**Directions:** Starting with the line that contains "Would you please pick out the beach" and going on through the line that contains "point(254, 143)", write those lines out again, swapping "umbrella" for "parasol" and leaving everything else as it is.

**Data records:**
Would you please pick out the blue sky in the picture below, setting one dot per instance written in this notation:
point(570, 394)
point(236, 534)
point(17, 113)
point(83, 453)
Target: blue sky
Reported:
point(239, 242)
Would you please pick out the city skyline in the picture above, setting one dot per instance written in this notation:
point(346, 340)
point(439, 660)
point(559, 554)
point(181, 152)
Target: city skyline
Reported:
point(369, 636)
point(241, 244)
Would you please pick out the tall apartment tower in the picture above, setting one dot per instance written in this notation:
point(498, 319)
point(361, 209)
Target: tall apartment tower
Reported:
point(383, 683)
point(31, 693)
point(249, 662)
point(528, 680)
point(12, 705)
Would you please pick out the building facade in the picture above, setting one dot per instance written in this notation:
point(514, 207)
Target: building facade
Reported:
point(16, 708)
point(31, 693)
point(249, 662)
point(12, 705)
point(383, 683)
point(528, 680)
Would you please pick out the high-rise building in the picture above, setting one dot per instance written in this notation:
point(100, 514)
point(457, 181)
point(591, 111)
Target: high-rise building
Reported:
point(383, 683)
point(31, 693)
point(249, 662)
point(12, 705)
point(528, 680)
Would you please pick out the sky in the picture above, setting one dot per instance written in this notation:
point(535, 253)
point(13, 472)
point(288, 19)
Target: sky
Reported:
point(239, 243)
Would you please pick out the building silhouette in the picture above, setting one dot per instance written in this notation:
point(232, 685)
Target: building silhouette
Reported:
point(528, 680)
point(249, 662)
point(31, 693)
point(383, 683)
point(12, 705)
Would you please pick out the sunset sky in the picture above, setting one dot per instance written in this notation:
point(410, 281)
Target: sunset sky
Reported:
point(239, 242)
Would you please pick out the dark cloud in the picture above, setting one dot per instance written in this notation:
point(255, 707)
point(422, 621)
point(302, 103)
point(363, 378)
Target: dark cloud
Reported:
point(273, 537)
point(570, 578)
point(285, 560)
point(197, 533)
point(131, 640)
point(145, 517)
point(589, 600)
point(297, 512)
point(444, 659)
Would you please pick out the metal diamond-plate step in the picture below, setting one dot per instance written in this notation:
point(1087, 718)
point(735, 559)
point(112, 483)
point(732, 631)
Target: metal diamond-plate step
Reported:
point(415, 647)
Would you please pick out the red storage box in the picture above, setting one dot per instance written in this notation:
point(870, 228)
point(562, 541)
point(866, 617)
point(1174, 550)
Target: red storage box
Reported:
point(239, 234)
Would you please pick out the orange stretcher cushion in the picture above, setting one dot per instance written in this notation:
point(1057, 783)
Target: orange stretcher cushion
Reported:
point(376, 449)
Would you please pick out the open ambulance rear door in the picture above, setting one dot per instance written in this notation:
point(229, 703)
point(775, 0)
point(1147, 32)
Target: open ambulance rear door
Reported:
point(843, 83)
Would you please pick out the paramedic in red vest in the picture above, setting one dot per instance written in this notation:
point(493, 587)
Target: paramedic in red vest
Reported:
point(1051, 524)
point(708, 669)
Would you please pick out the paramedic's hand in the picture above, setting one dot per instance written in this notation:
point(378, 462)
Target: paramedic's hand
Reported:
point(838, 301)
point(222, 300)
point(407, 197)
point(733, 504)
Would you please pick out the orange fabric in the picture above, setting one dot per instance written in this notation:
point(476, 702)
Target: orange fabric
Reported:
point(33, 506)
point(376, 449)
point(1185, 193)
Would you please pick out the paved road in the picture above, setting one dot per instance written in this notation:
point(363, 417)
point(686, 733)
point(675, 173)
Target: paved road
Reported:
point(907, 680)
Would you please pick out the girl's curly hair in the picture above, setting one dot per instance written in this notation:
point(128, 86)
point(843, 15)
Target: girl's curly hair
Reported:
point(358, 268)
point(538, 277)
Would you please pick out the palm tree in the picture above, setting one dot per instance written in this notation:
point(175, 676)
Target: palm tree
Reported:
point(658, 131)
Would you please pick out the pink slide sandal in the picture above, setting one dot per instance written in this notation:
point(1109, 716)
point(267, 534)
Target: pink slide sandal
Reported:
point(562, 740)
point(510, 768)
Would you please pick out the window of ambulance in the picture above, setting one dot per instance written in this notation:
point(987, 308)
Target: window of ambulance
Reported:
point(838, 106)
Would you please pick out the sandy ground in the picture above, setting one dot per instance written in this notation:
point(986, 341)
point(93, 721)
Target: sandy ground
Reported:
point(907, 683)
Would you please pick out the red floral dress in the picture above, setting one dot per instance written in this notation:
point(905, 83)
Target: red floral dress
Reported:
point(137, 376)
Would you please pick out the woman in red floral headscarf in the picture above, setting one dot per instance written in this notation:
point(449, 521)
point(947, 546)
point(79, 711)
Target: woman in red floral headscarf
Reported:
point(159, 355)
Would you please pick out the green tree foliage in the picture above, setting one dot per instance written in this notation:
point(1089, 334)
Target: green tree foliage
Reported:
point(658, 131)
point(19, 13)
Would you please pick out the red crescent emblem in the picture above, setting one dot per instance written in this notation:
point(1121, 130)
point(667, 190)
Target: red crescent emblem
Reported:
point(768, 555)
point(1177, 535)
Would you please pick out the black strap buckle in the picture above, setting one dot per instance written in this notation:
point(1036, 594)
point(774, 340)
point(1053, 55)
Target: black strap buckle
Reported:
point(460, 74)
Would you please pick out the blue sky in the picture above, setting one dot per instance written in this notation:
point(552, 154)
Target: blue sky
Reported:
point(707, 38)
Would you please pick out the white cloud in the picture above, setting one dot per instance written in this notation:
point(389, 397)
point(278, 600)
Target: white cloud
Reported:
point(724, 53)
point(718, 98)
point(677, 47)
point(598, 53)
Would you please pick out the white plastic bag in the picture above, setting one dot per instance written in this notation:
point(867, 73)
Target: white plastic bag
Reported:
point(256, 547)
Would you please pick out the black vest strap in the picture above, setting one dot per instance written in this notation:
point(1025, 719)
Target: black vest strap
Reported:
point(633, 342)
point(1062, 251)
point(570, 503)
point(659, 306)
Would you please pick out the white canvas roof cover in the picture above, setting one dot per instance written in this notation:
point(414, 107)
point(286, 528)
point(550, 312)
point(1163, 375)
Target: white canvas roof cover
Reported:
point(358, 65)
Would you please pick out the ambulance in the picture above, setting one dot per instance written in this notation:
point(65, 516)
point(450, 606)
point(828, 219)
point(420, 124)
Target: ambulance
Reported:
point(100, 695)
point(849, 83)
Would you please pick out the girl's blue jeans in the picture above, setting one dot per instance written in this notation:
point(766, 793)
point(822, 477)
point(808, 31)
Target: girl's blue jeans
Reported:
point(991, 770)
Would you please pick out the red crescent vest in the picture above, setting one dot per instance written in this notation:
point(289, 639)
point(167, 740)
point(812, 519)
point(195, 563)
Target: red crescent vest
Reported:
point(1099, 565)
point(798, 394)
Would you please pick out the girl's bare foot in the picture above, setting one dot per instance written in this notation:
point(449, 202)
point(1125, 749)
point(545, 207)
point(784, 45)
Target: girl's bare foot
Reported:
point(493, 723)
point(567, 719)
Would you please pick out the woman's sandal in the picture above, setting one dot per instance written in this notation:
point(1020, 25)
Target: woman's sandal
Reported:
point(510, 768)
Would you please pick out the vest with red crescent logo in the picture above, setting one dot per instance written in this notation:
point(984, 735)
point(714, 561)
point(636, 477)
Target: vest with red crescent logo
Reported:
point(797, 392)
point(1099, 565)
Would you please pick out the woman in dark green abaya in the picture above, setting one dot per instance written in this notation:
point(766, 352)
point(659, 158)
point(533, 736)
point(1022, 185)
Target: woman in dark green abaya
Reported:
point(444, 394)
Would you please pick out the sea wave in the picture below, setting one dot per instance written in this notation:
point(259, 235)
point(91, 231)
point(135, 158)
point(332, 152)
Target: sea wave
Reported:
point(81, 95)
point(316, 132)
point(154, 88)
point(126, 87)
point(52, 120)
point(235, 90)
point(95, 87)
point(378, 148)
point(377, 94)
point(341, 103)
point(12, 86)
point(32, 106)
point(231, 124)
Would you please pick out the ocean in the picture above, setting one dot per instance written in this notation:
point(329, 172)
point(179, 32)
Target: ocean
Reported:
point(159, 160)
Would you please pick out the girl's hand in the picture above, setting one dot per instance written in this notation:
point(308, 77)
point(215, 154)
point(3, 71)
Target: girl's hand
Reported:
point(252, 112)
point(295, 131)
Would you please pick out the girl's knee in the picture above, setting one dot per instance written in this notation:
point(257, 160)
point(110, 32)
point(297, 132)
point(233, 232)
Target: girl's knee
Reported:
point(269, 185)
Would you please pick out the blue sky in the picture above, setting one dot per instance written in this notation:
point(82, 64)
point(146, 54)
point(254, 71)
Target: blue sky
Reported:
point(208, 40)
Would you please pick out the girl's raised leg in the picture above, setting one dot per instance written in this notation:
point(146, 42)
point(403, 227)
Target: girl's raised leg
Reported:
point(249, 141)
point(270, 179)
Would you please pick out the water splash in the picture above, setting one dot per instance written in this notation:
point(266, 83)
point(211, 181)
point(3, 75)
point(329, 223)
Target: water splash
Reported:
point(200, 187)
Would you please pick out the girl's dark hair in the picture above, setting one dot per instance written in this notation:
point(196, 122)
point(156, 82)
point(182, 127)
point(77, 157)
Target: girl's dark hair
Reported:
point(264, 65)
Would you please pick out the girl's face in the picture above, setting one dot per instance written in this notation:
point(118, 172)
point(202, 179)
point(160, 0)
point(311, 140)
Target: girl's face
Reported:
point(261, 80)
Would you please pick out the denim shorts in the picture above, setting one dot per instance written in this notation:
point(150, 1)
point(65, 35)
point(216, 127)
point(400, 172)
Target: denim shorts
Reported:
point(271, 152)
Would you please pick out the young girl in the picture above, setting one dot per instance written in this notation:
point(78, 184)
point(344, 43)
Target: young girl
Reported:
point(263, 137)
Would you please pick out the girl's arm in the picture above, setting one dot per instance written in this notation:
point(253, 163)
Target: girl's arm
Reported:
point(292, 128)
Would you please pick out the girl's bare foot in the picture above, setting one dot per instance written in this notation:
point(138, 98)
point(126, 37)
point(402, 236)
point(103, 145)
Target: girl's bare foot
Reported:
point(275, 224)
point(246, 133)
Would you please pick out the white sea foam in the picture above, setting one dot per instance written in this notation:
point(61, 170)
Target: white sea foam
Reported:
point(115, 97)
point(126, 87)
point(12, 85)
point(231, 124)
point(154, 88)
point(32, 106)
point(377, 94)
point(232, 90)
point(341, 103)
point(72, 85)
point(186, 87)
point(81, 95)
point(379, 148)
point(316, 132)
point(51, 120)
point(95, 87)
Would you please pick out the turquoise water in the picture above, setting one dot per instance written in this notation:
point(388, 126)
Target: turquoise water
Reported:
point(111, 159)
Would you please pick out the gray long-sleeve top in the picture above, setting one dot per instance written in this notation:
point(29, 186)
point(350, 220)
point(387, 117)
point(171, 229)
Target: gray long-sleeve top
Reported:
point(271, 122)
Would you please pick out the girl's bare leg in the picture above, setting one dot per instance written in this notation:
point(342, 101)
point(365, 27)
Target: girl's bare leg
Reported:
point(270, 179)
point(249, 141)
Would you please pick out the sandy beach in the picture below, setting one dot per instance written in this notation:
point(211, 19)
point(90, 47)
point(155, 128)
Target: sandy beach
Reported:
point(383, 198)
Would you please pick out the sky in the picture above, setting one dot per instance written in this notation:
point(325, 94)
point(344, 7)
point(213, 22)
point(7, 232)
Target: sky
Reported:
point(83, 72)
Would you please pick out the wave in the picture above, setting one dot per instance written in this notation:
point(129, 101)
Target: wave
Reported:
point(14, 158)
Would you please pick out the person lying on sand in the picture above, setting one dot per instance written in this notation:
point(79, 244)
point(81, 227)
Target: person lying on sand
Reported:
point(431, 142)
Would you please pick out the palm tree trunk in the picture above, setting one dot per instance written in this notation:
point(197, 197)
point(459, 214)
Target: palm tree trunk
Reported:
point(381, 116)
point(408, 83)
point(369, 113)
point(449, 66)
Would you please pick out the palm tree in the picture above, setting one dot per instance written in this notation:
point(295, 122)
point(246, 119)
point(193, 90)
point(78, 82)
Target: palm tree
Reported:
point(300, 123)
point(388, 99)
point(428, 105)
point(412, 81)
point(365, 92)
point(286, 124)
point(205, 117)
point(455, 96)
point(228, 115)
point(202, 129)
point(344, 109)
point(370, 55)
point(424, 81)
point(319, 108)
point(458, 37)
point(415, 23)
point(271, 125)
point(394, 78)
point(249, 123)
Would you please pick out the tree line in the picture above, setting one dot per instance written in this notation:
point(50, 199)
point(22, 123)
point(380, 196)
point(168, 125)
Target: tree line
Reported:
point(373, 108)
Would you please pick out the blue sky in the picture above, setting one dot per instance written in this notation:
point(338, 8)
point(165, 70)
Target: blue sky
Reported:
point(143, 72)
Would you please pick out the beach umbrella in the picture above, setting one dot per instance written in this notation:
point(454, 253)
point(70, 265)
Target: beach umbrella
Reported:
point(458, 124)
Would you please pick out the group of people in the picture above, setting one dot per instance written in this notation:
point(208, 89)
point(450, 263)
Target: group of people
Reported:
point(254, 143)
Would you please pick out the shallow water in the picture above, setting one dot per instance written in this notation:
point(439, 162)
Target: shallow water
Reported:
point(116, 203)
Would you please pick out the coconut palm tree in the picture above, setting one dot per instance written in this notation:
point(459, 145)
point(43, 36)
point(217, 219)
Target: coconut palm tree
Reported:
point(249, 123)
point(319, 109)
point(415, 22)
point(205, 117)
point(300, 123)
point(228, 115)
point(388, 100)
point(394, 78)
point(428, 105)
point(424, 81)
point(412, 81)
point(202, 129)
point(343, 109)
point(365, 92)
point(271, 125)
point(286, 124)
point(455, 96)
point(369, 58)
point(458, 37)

**Answer below:**
Would you please pick out the beach parasol in the picture above, setting one dot per instance written in this notation:
point(454, 253)
point(70, 265)
Target: beach parasol
Reported:
point(458, 124)
Would you please pick out the group of people in the picture above, setting one dot per instance written in this notation:
point(208, 89)
point(450, 263)
Target: group of people
Reported:
point(254, 143)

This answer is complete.